• _Consigne_
Comptez les lignes du matériel ci-dessous qui contiennent la chaîne « bench », en respectant la casse. Indiquez seulement ce nombre.

• _Matériel fourni_
• • •
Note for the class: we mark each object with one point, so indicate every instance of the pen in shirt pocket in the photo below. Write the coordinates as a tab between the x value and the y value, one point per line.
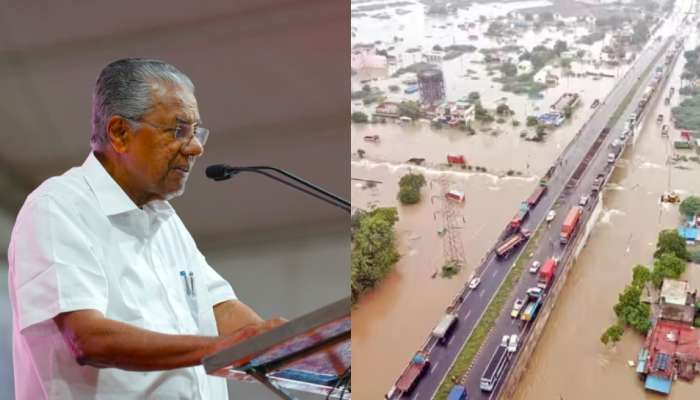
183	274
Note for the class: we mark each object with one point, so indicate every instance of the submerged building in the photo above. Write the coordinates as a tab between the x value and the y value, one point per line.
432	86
• • •
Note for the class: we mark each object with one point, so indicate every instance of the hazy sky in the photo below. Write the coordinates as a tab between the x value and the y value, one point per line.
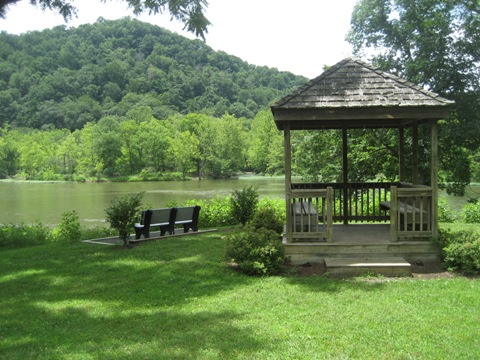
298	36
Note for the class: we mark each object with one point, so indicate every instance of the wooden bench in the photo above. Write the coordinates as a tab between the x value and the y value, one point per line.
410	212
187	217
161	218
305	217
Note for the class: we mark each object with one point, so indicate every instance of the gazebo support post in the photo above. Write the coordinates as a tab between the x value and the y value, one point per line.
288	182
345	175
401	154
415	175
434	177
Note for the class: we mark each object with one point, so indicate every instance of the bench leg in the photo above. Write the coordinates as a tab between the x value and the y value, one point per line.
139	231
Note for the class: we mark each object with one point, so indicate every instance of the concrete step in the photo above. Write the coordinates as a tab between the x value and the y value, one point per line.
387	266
• • •
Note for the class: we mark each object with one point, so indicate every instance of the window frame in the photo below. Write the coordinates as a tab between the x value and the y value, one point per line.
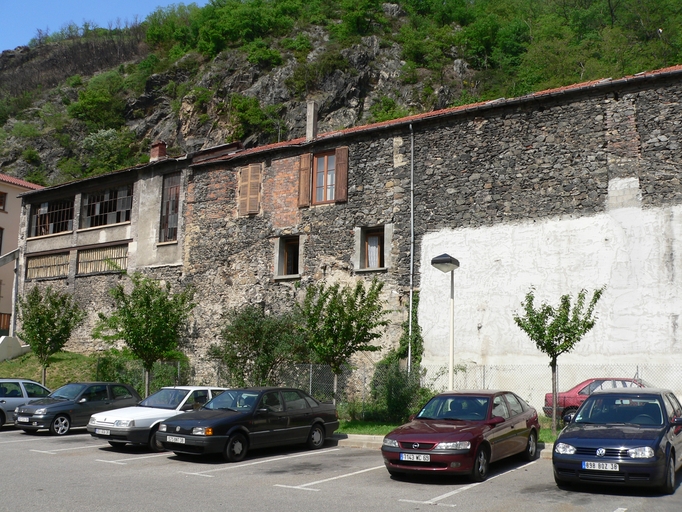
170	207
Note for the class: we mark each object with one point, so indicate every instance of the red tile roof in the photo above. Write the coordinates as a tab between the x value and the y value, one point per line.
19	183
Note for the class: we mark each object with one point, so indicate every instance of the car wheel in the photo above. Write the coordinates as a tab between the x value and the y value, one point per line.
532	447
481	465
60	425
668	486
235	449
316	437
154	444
• • •
• _Réponse écrite_
2